TAREA ESCRITA ▸ Copia literalmente el fragmento del texto propuesto que comienza en las palabras que contienen «Al idealizarnos como» y termina después de «maravillosas, admirables).».

::: TEXTO PROPUESTO :::

Al idealizarnos como perfectos,
nos volvemos exigentes e intolerantes con quienes no son como imaginamos que
somos.
Así
como nos gusta ver espectáculos de circo en los que «humanos igual que
nosotros», hacen cosas que jamás podríamos siquiera intentar (contorsiones,
mantener el equilibrio a gran altura, meternos en una jaula con feroces
leones), también nos gustan otro tipo de exhibiciones portentosas (asombrosas,
maravillosas, admirables).
Los
cow-boys tienen una puntería infalible, los súper-héroes se pelean contra
pueblos enteros y salen airosos, los magos hacen desaparecer un elefante
inexplicablemente, y así, cosas por el estilo: sentimos placer asombrándonos de
otros humanos que hacen lo que nadie podría hacer excepto ellos.
Claro
que estas deliciosas sensaciones mentales generan hábito, es decir, como todo
placer recibido, procuramos que se repita infinitas veces, que nunca termine.

::: DATOS RECOPILADOS :::

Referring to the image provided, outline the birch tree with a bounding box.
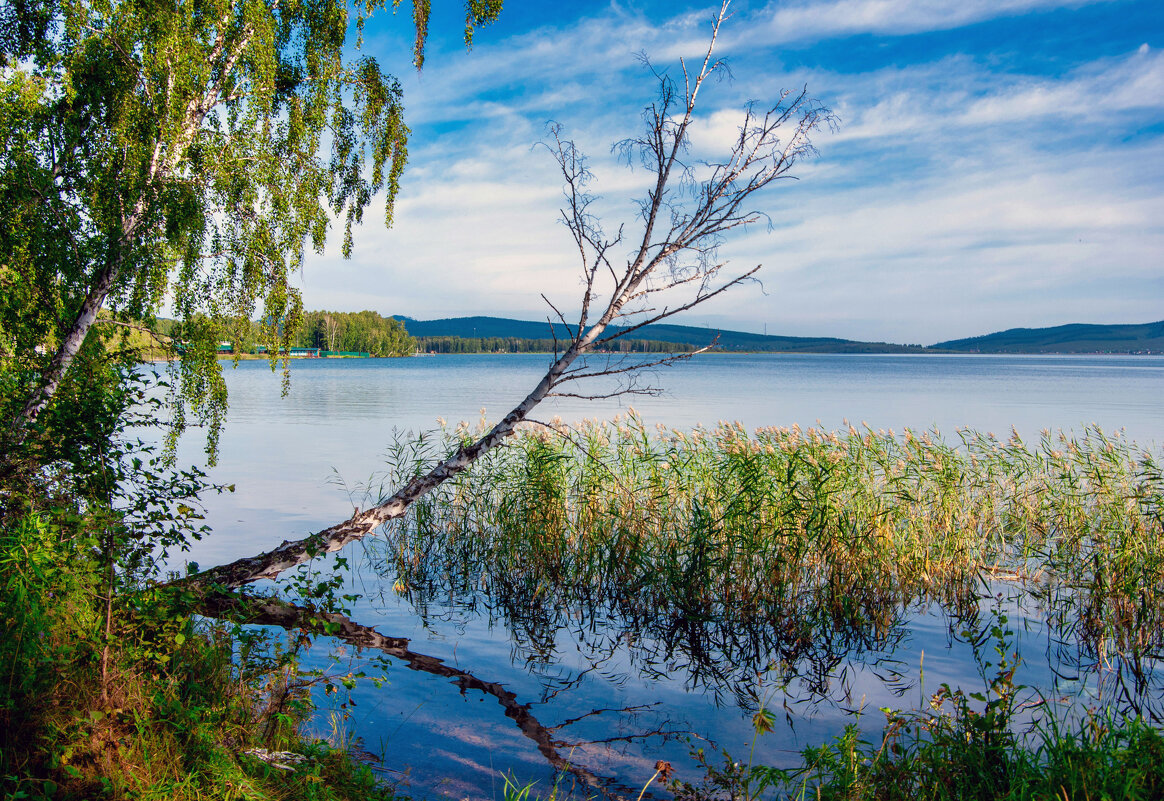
[0,0,501,463]
[186,2,835,588]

:::

RESPUESTA ▸
Al idealizarnos como perfectos,
nos volvemos exigentes e intolerantes con quienes no son como imaginamos que
somos.
Así
como nos gusta ver espectáculos de circo en los que «humanos igual que
nosotros», hacen cosas que jamás podríamos siquiera intentar (contorsiones,
mantener el equilibrio a gran altura, meternos en una jaula con feroces
leones), también nos gustan otro tipo de exhibiciones portentosas (asombrosas,
maravillosas, admirables).